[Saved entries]
○ ○ ○ ○

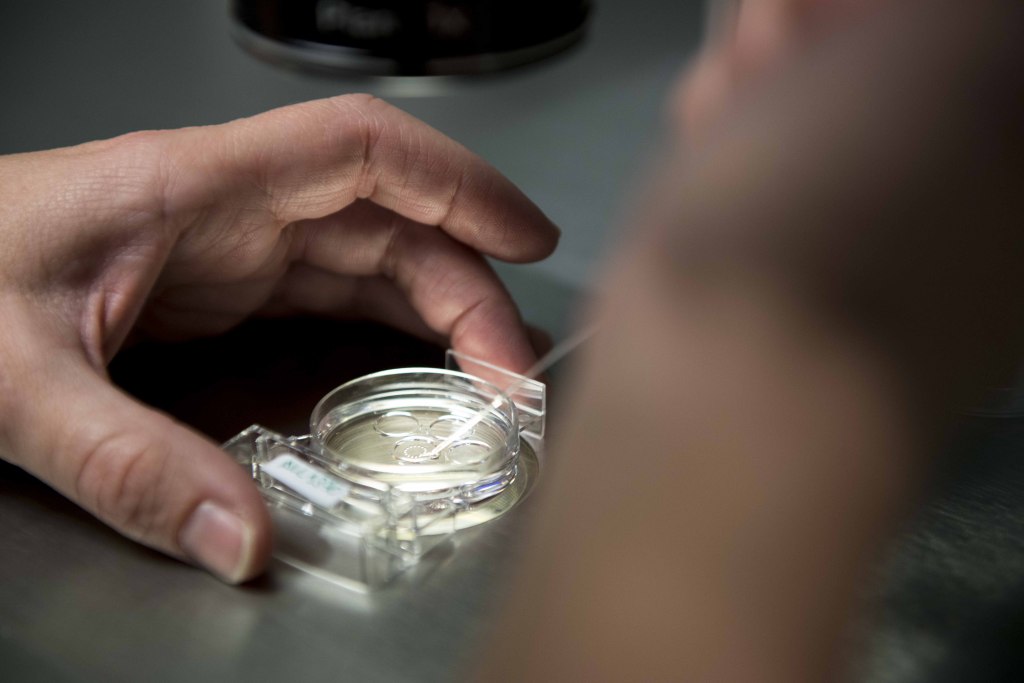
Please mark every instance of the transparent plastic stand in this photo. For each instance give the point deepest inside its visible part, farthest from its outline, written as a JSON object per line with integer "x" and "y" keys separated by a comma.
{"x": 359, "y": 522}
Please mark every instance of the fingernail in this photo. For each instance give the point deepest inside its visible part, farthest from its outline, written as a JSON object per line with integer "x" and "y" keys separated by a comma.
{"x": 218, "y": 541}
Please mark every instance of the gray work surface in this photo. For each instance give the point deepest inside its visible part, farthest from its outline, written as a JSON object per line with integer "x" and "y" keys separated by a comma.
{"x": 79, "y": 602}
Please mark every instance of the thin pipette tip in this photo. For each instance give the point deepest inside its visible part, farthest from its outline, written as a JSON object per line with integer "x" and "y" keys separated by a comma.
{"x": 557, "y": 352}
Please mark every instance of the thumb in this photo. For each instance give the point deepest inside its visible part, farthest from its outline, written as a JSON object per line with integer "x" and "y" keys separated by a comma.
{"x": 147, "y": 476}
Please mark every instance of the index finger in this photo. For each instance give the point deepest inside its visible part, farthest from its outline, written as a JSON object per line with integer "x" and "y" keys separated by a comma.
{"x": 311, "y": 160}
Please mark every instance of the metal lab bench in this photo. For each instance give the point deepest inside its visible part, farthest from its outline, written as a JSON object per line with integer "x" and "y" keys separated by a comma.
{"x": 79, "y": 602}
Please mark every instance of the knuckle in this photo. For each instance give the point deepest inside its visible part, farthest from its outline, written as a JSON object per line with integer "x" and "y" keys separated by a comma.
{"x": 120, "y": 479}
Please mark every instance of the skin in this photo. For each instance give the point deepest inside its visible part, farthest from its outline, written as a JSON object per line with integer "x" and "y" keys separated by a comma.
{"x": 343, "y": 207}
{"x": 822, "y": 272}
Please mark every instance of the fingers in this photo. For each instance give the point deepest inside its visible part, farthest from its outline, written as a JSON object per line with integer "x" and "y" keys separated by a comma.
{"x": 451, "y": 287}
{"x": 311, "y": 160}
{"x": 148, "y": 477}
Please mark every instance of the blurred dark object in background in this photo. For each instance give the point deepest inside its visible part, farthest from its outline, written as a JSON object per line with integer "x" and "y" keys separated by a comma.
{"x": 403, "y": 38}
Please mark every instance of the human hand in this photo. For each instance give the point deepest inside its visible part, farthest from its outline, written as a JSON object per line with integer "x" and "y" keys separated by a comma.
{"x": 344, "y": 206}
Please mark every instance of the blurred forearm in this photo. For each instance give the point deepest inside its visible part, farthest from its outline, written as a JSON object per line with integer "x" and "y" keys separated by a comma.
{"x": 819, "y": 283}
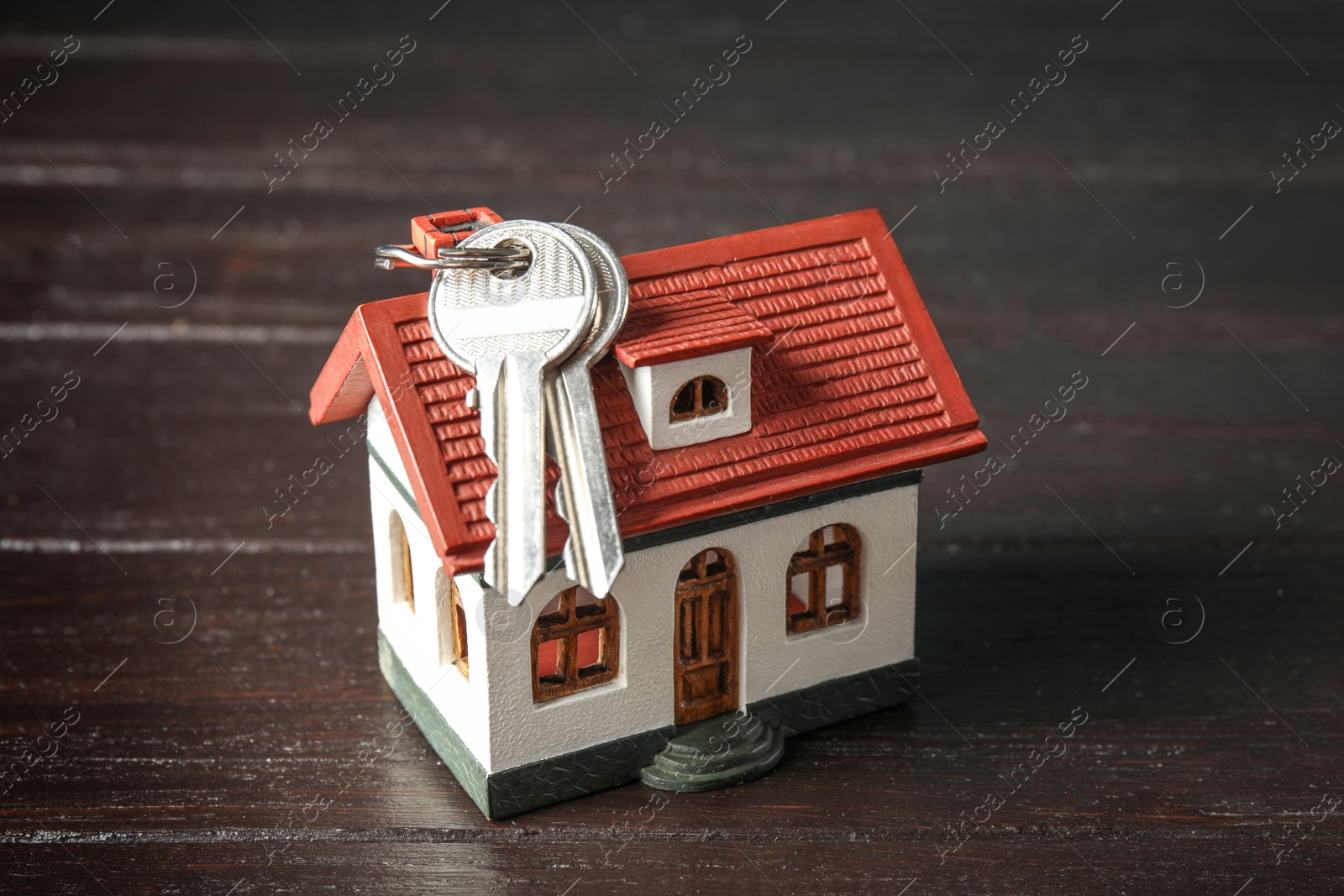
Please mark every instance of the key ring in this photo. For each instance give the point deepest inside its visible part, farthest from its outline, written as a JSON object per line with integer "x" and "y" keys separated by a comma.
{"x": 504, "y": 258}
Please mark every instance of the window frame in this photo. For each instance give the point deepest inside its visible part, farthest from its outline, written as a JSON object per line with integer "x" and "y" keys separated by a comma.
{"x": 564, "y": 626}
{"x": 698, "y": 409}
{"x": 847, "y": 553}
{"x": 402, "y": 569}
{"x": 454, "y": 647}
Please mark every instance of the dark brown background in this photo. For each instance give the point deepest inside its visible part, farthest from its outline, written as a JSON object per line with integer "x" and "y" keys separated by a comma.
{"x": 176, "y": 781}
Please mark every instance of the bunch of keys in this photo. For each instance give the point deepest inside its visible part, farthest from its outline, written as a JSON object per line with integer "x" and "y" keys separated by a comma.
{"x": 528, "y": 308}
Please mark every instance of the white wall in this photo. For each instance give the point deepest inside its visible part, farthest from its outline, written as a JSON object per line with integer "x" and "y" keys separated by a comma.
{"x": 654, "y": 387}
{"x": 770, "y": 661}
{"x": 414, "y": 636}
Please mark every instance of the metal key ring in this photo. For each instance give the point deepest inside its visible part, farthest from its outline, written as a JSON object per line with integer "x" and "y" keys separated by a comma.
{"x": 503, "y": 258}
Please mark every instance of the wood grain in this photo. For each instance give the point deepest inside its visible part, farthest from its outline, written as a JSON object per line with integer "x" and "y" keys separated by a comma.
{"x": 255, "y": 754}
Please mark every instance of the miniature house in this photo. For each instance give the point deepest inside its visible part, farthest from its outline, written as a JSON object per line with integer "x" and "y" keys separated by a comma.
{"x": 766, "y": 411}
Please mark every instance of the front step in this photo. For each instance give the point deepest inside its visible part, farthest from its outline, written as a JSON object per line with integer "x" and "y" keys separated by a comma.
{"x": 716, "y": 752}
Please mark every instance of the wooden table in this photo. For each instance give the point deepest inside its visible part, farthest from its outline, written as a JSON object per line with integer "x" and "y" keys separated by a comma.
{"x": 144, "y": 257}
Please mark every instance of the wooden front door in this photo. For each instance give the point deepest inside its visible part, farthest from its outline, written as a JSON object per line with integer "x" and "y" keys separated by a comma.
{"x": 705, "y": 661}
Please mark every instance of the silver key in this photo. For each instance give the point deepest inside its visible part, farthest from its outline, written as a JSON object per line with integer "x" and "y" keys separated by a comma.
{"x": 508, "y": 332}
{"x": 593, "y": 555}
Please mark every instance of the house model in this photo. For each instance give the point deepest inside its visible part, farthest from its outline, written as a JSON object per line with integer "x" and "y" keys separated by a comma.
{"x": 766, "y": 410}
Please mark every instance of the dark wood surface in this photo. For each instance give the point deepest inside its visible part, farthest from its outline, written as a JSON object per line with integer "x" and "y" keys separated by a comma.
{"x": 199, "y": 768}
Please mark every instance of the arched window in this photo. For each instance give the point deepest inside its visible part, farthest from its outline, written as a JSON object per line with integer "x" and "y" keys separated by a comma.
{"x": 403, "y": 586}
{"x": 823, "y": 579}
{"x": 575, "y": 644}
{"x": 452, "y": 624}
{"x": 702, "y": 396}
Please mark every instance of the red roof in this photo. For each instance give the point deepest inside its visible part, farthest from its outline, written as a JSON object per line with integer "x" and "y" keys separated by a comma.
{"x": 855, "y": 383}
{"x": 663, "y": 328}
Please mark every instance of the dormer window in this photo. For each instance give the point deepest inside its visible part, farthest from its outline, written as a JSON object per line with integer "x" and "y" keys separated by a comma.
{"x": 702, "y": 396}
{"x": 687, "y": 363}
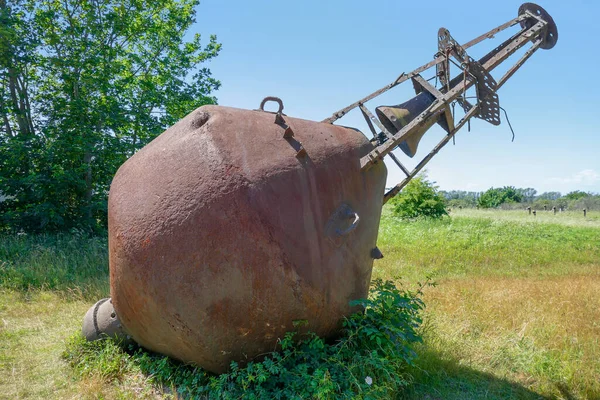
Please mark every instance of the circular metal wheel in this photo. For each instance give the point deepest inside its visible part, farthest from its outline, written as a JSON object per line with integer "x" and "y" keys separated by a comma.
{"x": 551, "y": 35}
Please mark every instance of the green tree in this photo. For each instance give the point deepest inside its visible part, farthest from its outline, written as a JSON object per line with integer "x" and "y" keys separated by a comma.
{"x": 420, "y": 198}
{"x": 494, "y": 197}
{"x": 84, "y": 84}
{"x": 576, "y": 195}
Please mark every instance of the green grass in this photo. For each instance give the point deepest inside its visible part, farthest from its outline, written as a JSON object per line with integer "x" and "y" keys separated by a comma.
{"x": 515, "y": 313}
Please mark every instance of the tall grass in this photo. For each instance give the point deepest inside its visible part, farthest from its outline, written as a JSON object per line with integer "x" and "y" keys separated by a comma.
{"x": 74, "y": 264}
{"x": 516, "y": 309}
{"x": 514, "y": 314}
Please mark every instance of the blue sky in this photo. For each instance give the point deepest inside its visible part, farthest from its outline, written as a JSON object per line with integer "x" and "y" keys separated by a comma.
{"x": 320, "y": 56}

○ ○ ○ ○

WHAT THE TASK ASKS
Set down the entries again without change. Leave the pictures out.

SOLUTION TO THIS TASK
Please mark every instance of the transparent plastic stand in this photo. For each instance give the point deepest inside its visible part, farthest from its outline, written as a JSON object per line with integer "x" and "y" keys separated by a comma.
{"x": 359, "y": 522}
Please mark every instance of the fingernail in this photo. For each instance give the point deepest inside its visible part, farthest from its outline, written as a JSON object per line with integer "x" and "y" keys separated by a comma.
{"x": 218, "y": 541}
Please mark every instance of the gray work surface in this photo. For each instance give the point deepest inside its visible part, farthest from its outline, written as a JSON object per line with integer "x" and "y" keys separated by a comma.
{"x": 79, "y": 602}
Please mark every instance of the thin pipette tip in this photo. For each instance give the point deepest inside its visible part, farthest from its outline, written as a JSON object per line with integer "x" and "y" keys separated by a comma.
{"x": 557, "y": 352}
Please mark every instance of the thumb in this photo. For each instance give the point deepest inside its visible part, farthest from its outline, written as a JSON object per line with integer "x" and "y" keys separated by a comma.
{"x": 147, "y": 476}
Please mark every instance of the index finger in this photo. For each instance give the point deepest inside its visible part, farthest from its outline, written as a JSON object per line with integer "x" and "y" keys separated by a comma.
{"x": 311, "y": 160}
Please mark every instance of the metal lab bench in this photo. For each instance give the point deepest inside its visible part, farthest from its outline, written as a JSON object per line with integer "x" and "y" keys separated by a comma.
{"x": 79, "y": 602}
Please mark every instance of the knuckle in this photo. For each instance give the point deepest inside its visible part, farthest from its outline, written as a JSON object per line with integer "x" and "y" keys separated by a comma.
{"x": 120, "y": 479}
Please mark every instance of the skin in this photo. For each instance give the point deepest inside its visible part, farthest from its outline, written as a JSON object per line with integer "x" and "y" keys separated by a comma.
{"x": 343, "y": 207}
{"x": 822, "y": 272}
Please mark every instance of the fingers in this photo. For each instance give the point deepest inside its visible part, farthest from its outline, written as a JSON object per line with integer "x" and "y" keys separated by a comma.
{"x": 451, "y": 287}
{"x": 311, "y": 160}
{"x": 148, "y": 477}
Please mark every instance of the blurred dark object in background in this photo. For each instance give the point deepest inside its visible part, farthest from its outline, written as a JSON object per line with integer "x" and "y" keys separated by a comma.
{"x": 403, "y": 38}
Please mark every instance of the human hand in this photo. For each instance give the point deepest inside its visible part, farthest from its outline, written as a JSON object per line with integer "x" and "y" keys separated by a comma.
{"x": 344, "y": 206}
Please mark every instance of the blurred forearm in this photo. For each instance give the point deepest inside its visible part, farthest from its outline, written as a JSON object per line with integer "x" and "y" keys separated by a comma.
{"x": 819, "y": 283}
Please mark every instance of the key ring in this photo. For each instance give the point deepest inside its visible part, farthest from its outline, written as a JSON object per line with integer "x" and "y" keys separated by a comma.
{"x": 504, "y": 258}
Please mark every instance of the window frame in this photo. For each instance give the point deepest inside its visible part, farthest from its outline, written as a JSON object per line with integer "x" and "y" keys separated by a comma.
{"x": 564, "y": 626}
{"x": 698, "y": 409}
{"x": 847, "y": 553}
{"x": 402, "y": 569}
{"x": 454, "y": 647}
Please mark every instance of the dark brown background in this photo. For each instance give the point deepest inside its visible part, farthest from its outline, written as a JSON object per line with integer "x" and "y" keys separated by a comma.
{"x": 176, "y": 781}
Please mark every instance of the bunch of keys in this photo. For each instance give the point deepest inside its visible part, farthest from its outline, written as a JSON object per line with integer "x" and "y" keys separated by a comma.
{"x": 528, "y": 308}
Please mark every instance of the white wall in this photo. For each instance give the point deepest inside its visible part, farthest from its outline, written as a JSON object per line with integer "x" and "y" keys separated by a comma.
{"x": 654, "y": 387}
{"x": 770, "y": 661}
{"x": 414, "y": 636}
Please mark every instance of the metal key ring in this photo. For each instance give the point deepest inside its visible part, farthest from its outline, written as a JSON object per line with integer "x" and "y" keys separated by a comma.
{"x": 503, "y": 258}
Please mark every instance of the wood grain in this photo. For each instance give the point deepest inside its visible part, farthest from its outline, written as a JSON object per line with integer "x" and "y" keys separated by a comma.
{"x": 255, "y": 754}
Please mark every instance of the miniature house in this photo. For each instance give the point deepest inside its visible part, farthest from its outline, written as a JSON object per line with integer "x" and "y" keys separated by a comma.
{"x": 766, "y": 411}
Please mark every instance of the front step in this photo. For each instance give the point deepest inside its visible part, farthest from its outline, written as a JSON object per line with integer "x" and "y" keys separated by a comma.
{"x": 716, "y": 752}
Please mark every instance of the wooden table in this photo. For each instance give the point deepest inside its visible part, farthest from its outline, written as a JSON object per line with integer "x" and "y" keys separated by a comma.
{"x": 144, "y": 257}
Please mark every instance of the wooden front door in this photo. For each instance give the point deepest inside its visible part, farthest from its outline, written as a JSON object per line with integer "x" and "y" keys separated by a comma.
{"x": 705, "y": 661}
Please mark every instance of the silver key in this photo. For each instance give the point deepest inside its visible part, farthest from its outline, written as a JSON object per line with integer "x" and "y" keys separated by a comma.
{"x": 508, "y": 332}
{"x": 593, "y": 555}
Please mark every instance of the house model in this photo. For each instance give the point deepest inside its visible part, farthest from its outline, written as a JSON object per line with integer "x" and "y" keys separated by a comma.
{"x": 766, "y": 410}
Please mark every instance of the dark wood surface in this photo. For each instance give the point deepest inside its visible part, farthest from its outline, written as a JSON object per line with integer "x" and "y" keys separated by a comma.
{"x": 199, "y": 768}
Please mark every instance of the arched window in this photo. For each instance give the point deepest inside its visible part, farthest from its outline, written as a JSON object per line with integer "x" and "y" keys separated by a comma.
{"x": 403, "y": 586}
{"x": 823, "y": 579}
{"x": 575, "y": 644}
{"x": 452, "y": 624}
{"x": 702, "y": 396}
Please mark every instance of the red roof in this photo. For each instance give the point deepest inside its visible part, farthest from its outline, written as a JSON object per line with integer "x" and "y" keys separated by a comma.
{"x": 855, "y": 383}
{"x": 663, "y": 328}
Please mark every instance of the dormer window in this photo. For each instance give the point deepest inside its visible part, farthest from its outline, written as a JSON object per line with integer "x" and "y" keys separated by a comma.
{"x": 702, "y": 396}
{"x": 687, "y": 363}
Please mark every instance of the circular metal wheel in this photo. For each instance give the point deepest inside its visible part, farthest from its outline, written as a JSON object per line with integer "x" and "y" keys separated by a comma.
{"x": 551, "y": 35}
Please mark every instance of the green tree in this photo. For each instance give the point deepest inside its visible part, farthest from its outline, written as a JSON object per line with integer "x" and "y" keys separated by a comma.
{"x": 420, "y": 198}
{"x": 494, "y": 197}
{"x": 84, "y": 84}
{"x": 576, "y": 195}
Please mark every instance of the green grass in this photo. For each instance give the point deepest inside its visible part, farthest from its outline, written as a JSON object per line with integer "x" and "y" keys separated by a comma.
{"x": 515, "y": 313}
Please mark every instance of the tall grass in this photo. For each instance give the point deepest inside its visible part, farthest from its outline, written as a JSON object per line with integer "x" and "y" keys separated by a comma.
{"x": 74, "y": 264}
{"x": 516, "y": 309}
{"x": 514, "y": 314}
Please mark every instance of the blue sky in this photo. For each instance give the point deepest inside its visible part, farthest from its outline, written as a JSON object per line with integer "x" and "y" keys separated by a comma.
{"x": 320, "y": 56}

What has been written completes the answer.